**Selected text**
________________________

Program gives wrong answer except with emulation


I’m sure I’m doing something stupid here, but I have a simple program, that works just fine in c++ and the kernel works fine in emulation mode. However, it gives me totally different (and wrong) numbers when I run it on the gpu. I’m only using one thread for simplicity’s sake and its obviously not optimized for speed. The project is attached. Could someone give me an idea of what’s going wrong here? Thanks.

dim3 grid(1, 1, 1);

    dim3 onethread(1,1,1);

 EDCalc<<<grid, onethread >>> (cudagenomearray, cudaedspacingarray,cudarhoarray, cudank, cudadistarray, ptsperiter, boxes,1.0f/rough );


__global__ void

EDCalc( float* genome,float* edspacing,float* rhoarray, float2* dnk, float* distarray, int ptsperthread, int refllayers, float roughness )


      for(int i = 0; i < ptsperthread; i++)


  	dnk[i].x = 0.0f;

  	dnk[i].y = 0.0f;

  	float temp = 0;

  	for(int k = 0; k < refllayers; k++)



    float dist = (edspacing[i]-distarray[k] )*roughness;

    if(dist > 6.0f)


    	temp += (rhoarray[k])*(2.0f);


    else if (dist > -6.0f)


    	temp += (rhoarray[k])*(1.0f+erff(dist));



  	dnk[i].x = temp;




I’m using SDK 2.0 beta on Vista with a geforce 8600 GT (264 KB)

The basic programming model is that threads issue in groups of 32 called warps. I’ve never actually tried it, but it would not be surprising if the driver promoted the number of threads to the closest multiple of 32. That would be consistent with how the programming guide and the occupancy calculator determine the maximum number of registers.

Hi, thanks for the response. Shouldn’t the emulator have the same response then?

Are you aware that GPU currently supports only single-precision? This may cause differences in results.

BTW, CUDA is not supported on 6600 GT, do you mean 8600?

haha, yes i mean the 8600. nice catch. The precision shouldn’t matter here. I’m using floats in emulation and the c++ part also. Not only that, I’m pretty sure its not an underflow because the final output file reports all of the nk’s divided by the last value (for some reason, this calculation is always reported like this). These ratios are as expected. I didn’t even realize anything was wrong until I plugged it into the next step. So whatever I (or CUDA) am doing wrong, it is consistently wrong. Thanks for any help.

________________________

**Exercise instructions**
• A. Extract the part of the CUDA forum thread that opens with the words containing "The basic programming" and closes with "same response then?".
• B. In the CUDA forum thread, shorten the paragraph that begins "The basic programming model is" while keeping its main facts.
• C. According to the CUDA forum thread, which SDK version and operating system is the person who started the thread using?

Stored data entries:
________________________

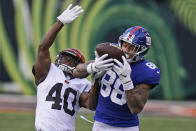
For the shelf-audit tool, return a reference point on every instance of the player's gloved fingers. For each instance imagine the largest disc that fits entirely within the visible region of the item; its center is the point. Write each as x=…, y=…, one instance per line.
x=116, y=69
x=118, y=62
x=124, y=60
x=74, y=18
x=103, y=57
x=69, y=6
x=106, y=65
x=77, y=10
x=106, y=61
x=96, y=55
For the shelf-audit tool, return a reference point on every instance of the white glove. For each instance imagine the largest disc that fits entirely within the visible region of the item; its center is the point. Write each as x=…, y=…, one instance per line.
x=70, y=14
x=97, y=75
x=124, y=73
x=100, y=64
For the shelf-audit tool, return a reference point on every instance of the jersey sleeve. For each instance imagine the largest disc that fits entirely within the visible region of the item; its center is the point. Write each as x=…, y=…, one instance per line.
x=146, y=73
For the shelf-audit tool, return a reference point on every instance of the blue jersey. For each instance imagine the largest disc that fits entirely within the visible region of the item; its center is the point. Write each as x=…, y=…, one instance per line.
x=112, y=108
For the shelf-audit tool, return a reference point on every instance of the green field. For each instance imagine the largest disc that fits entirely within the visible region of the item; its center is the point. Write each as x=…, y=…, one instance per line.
x=25, y=122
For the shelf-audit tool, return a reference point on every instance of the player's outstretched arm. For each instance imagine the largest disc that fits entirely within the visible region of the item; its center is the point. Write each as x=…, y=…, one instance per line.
x=136, y=96
x=93, y=66
x=42, y=63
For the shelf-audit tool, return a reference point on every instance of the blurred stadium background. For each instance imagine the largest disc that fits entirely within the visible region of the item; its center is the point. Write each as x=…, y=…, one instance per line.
x=171, y=23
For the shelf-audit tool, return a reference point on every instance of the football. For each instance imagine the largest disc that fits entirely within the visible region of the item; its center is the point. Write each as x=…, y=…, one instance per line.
x=112, y=50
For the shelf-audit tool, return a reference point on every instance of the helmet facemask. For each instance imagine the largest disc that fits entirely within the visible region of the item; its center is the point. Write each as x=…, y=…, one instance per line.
x=67, y=60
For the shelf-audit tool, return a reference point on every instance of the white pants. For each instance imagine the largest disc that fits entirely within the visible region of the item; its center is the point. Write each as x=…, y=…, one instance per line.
x=98, y=126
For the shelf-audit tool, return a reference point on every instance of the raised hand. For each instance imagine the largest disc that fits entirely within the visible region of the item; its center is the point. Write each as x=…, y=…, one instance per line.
x=70, y=14
x=100, y=64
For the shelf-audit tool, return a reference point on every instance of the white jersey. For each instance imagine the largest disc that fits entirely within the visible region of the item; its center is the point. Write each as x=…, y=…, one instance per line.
x=58, y=101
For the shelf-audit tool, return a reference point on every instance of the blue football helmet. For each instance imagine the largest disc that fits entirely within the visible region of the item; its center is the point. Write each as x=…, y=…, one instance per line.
x=139, y=38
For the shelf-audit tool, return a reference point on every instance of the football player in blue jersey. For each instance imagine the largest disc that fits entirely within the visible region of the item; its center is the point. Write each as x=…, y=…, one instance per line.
x=125, y=88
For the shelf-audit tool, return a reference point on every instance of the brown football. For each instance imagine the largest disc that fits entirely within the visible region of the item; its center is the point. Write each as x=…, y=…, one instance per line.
x=112, y=50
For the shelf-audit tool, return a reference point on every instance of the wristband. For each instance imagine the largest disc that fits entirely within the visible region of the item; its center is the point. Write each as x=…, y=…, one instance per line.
x=128, y=86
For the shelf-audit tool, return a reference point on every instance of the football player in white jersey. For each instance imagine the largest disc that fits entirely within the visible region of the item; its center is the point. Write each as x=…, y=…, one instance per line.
x=59, y=93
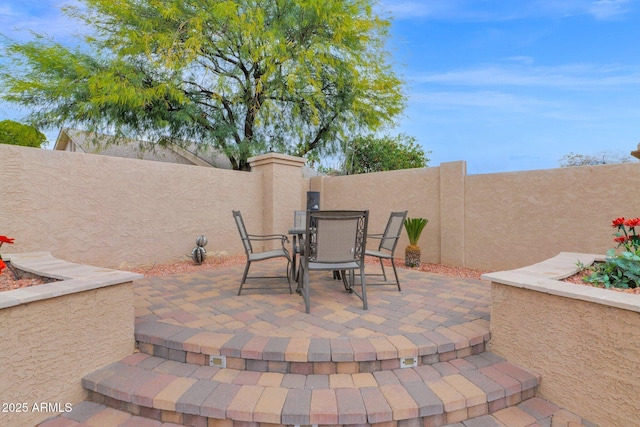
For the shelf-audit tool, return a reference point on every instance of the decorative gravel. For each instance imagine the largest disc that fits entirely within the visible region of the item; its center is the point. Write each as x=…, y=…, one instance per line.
x=7, y=281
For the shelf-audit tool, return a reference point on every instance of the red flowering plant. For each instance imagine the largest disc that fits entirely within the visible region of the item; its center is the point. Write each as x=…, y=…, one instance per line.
x=626, y=235
x=620, y=269
x=4, y=239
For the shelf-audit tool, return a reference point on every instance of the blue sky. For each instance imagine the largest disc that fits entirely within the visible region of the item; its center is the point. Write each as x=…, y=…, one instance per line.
x=506, y=85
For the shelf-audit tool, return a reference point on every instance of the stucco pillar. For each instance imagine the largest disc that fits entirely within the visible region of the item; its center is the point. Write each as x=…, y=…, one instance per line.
x=452, y=201
x=282, y=184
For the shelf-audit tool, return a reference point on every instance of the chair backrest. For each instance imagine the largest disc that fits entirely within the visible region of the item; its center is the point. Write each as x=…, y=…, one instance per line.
x=392, y=231
x=243, y=232
x=299, y=219
x=334, y=237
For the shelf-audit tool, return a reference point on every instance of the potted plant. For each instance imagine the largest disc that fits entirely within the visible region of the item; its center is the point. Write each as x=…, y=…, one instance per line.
x=414, y=227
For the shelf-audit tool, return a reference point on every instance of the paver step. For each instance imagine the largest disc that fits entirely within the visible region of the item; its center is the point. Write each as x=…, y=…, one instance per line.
x=184, y=393
x=533, y=411
x=245, y=351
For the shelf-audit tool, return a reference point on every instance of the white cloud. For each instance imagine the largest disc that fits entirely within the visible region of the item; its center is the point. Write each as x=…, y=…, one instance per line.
x=472, y=11
x=577, y=76
x=485, y=99
x=606, y=9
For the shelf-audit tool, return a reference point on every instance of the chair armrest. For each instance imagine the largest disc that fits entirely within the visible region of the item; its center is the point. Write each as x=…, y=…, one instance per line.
x=268, y=237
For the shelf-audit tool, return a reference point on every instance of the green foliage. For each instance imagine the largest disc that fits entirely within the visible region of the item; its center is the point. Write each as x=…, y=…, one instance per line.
x=620, y=270
x=247, y=76
x=414, y=227
x=15, y=133
x=602, y=158
x=376, y=154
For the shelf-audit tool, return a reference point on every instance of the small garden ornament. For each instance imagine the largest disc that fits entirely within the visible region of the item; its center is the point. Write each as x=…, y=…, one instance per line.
x=414, y=227
x=199, y=253
x=4, y=239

________________________

**Per-task outputs**
• A.
The basic programming model is that threads issue in groups of 32 called warps. I’ve never actually tried it, but it would not be surprising if the driver promoted the number of threads to the closest multiple of 32. That would be consistent with how the programming guide and the occupancy calculator determine the maximum number of registers.

Hi, thanks for the response. Shouldn’t the emulator have the same response then?

• B. Threads issue in groups of 32 called warps. The writer hasn't tried it but suspects the driver may round the thread count up to the nearest multiple of 32. That would fit how the programming guide and the occupancy calculator work out the maximum number of registers.

• C. SDK 2.0 beta on Vista.